DATA PROVIDED

= Beginning of Section =

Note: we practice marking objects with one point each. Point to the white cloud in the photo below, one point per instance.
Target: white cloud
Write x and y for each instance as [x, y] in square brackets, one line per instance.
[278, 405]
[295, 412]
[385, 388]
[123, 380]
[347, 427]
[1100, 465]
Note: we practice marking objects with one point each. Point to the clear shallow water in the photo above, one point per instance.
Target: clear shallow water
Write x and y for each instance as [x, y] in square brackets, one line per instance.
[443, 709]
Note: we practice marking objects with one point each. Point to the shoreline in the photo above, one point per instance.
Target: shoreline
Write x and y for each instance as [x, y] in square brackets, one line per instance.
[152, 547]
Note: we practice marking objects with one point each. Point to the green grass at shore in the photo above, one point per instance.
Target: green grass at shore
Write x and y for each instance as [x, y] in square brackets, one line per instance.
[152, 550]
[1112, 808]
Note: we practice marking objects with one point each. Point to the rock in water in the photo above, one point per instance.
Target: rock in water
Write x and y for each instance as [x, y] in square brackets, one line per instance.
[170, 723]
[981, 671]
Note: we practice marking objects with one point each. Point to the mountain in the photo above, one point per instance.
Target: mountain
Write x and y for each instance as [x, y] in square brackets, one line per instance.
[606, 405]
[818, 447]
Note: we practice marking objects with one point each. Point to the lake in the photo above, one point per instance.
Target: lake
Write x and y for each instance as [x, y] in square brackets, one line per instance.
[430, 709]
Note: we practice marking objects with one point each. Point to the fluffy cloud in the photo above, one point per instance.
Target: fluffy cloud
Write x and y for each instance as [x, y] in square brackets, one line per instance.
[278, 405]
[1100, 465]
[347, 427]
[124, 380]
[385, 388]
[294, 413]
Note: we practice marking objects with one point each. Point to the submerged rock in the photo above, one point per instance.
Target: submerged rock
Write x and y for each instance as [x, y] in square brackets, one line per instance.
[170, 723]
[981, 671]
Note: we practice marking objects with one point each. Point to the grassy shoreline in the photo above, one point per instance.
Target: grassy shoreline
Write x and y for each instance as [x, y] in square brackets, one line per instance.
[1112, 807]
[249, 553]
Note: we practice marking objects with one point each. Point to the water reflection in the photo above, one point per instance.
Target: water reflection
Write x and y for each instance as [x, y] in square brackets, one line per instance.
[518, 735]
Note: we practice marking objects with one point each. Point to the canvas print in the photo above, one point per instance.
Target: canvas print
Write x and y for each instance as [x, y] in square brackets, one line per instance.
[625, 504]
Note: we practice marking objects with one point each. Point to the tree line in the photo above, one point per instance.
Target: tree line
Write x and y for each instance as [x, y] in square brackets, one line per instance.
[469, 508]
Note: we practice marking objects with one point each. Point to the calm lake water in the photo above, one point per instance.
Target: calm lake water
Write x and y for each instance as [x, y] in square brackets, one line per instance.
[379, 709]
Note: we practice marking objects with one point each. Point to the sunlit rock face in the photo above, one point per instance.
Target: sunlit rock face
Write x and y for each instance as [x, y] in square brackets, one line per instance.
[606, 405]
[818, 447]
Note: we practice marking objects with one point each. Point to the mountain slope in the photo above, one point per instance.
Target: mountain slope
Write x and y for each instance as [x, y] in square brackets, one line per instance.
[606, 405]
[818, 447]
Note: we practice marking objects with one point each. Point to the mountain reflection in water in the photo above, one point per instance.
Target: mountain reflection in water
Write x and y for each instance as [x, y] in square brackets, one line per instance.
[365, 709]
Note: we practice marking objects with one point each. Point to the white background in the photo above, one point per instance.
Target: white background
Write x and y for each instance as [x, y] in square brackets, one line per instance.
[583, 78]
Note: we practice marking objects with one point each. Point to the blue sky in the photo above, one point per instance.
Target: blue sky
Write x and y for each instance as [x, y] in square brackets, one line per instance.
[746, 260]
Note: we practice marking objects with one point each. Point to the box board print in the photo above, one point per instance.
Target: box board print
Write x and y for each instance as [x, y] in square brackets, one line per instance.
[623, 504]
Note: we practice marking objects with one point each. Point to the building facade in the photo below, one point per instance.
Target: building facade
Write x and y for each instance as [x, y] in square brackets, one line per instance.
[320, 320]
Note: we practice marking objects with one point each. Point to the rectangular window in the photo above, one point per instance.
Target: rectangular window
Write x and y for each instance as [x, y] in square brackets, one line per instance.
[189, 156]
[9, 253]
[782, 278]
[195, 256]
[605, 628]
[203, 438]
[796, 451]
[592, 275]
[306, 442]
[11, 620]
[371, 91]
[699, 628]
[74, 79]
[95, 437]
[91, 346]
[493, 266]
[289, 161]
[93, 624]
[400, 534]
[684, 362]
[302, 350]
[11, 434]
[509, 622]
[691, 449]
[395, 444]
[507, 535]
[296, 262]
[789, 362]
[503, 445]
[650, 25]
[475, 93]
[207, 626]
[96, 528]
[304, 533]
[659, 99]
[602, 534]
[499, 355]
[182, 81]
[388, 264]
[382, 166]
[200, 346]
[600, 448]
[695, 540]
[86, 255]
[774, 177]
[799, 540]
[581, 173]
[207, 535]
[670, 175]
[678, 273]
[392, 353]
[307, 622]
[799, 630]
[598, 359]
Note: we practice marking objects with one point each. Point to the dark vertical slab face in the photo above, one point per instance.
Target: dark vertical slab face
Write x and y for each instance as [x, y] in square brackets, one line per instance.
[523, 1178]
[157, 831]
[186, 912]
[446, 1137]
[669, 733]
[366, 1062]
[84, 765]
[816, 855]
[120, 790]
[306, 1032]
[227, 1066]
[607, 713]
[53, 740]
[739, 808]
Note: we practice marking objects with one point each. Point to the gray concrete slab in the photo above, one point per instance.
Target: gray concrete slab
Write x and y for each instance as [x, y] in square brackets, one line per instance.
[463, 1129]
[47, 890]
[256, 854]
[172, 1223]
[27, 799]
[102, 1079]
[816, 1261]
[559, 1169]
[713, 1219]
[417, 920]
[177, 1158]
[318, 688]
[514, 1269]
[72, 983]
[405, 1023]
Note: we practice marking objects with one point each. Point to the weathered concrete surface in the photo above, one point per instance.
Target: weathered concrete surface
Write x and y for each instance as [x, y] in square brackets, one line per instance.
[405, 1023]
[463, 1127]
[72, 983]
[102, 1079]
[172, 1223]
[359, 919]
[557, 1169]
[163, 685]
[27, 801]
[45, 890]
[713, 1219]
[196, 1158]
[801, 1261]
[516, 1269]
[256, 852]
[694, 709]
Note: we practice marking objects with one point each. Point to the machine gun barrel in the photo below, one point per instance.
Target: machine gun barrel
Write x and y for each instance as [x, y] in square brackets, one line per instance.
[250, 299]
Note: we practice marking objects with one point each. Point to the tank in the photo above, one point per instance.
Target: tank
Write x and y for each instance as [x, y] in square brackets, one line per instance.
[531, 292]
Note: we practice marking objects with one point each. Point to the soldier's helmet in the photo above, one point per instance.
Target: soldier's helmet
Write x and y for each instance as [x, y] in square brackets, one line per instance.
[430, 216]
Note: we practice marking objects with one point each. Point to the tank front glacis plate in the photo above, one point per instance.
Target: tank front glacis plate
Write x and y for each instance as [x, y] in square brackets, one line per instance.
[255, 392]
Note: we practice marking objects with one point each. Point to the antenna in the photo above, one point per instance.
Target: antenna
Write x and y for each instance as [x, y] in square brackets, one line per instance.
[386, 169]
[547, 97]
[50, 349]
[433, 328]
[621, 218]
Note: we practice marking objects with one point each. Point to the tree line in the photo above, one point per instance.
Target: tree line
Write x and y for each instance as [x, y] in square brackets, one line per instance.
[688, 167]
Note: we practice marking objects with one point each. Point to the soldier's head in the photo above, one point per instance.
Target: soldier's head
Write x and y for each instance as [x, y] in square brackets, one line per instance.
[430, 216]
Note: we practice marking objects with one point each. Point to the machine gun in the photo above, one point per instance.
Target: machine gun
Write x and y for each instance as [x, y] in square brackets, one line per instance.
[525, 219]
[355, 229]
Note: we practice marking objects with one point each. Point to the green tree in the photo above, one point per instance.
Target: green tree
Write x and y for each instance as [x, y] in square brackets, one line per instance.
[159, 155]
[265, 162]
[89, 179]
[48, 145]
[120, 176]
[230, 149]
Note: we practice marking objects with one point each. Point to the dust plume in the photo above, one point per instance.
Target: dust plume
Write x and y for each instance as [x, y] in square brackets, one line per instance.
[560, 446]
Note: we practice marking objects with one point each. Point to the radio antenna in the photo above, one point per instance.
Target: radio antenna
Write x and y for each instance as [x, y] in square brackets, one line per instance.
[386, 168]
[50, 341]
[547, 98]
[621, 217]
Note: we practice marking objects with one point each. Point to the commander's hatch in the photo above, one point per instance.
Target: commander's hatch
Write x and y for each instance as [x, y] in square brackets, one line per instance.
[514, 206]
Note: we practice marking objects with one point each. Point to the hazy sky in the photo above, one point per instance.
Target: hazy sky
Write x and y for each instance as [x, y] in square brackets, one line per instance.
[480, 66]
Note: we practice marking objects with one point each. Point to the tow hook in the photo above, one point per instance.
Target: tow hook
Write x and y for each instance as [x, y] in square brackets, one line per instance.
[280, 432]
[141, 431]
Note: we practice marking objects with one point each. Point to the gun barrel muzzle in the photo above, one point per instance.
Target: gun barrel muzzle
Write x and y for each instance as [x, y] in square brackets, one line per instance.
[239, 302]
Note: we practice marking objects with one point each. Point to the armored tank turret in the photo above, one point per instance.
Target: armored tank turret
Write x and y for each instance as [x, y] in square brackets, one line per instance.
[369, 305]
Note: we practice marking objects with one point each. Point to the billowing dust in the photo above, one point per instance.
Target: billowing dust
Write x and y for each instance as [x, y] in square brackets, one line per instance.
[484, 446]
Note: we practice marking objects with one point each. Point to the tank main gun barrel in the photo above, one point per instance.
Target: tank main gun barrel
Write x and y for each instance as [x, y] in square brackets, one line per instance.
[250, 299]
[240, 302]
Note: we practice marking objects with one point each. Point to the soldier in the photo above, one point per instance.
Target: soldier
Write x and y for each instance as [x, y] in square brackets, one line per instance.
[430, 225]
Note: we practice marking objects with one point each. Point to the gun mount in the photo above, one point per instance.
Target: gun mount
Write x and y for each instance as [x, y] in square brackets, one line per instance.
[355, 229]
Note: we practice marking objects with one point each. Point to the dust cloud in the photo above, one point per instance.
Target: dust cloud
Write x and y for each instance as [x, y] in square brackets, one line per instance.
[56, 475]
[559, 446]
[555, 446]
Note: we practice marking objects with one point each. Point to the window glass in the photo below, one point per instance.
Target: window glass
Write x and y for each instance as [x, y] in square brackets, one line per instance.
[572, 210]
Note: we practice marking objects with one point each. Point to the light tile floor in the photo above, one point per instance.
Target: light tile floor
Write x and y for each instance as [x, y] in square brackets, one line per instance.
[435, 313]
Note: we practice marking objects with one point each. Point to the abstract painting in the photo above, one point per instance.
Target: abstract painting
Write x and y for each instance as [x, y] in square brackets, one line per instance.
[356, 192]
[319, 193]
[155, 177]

= End of Section =

TASK STATEMENT
Using the entries above, extract exactly the span from the line with "the tank front" to the line with "Target: commander's hatch", both lines included; leave out everything else.

TASK RESPONSE
Note: we practice marking objects with one point each. Point to the tank front glacis plate in the photo above, one point per instance.
Target: tank front glacis plate
Write x and y for each instance as [x, y] in square brackets, one line per instance.
[255, 392]
Note: we practice marking objects with one point each. Point to the antenna in the photo above, one point per instance.
Target: antenna
Write x and y for each instance as [x, y] in square brackets, one line per instance.
[386, 169]
[547, 97]
[50, 349]
[433, 328]
[621, 218]
Note: we practice marking objects with one point each. Point to the tree line in the photo above, one point per instance.
Target: tree line
Write x and y for each instance as [x, y] in square brackets, one line per instance.
[688, 167]
Note: we practice marking objects with one point each. Point to the soldier's head in the photo above, one point per instance.
Target: soldier's head
Write x and y for each instance as [x, y] in square brackets, one line per instance.
[430, 216]
Note: we practice marking objects with one point each. Point to the machine gun in the photo above, one point per instance.
Target: machine gun
Write x and y for each instance as [x, y] in square brackets, one line per instance.
[525, 219]
[355, 229]
Note: we practice marking objects with one point each. Point to the green tree in the photo above, one point per instance.
Target: green tree
Write x and y for each instance as [x, y] in square brackets, one line per instance.
[159, 155]
[265, 162]
[89, 179]
[48, 145]
[120, 176]
[230, 149]
Note: we practice marking objects with one point each. Point to the dust plume in the photo above, one point per instance.
Target: dust plume
Write x and y for each instance as [x, y] in square brackets, one line per instance.
[560, 446]
Note: we practice marking objects with one point each. Point to the radio antenna in the photo above, one point per instance.
Target: radio antenna
Write x and y for each instance as [x, y] in square brackets, one line per instance.
[386, 168]
[50, 341]
[547, 98]
[621, 217]
Note: we practice marking objects with one point each. Point to the commander's hatch in the photo above, one point per instance.
Target: commander's hatch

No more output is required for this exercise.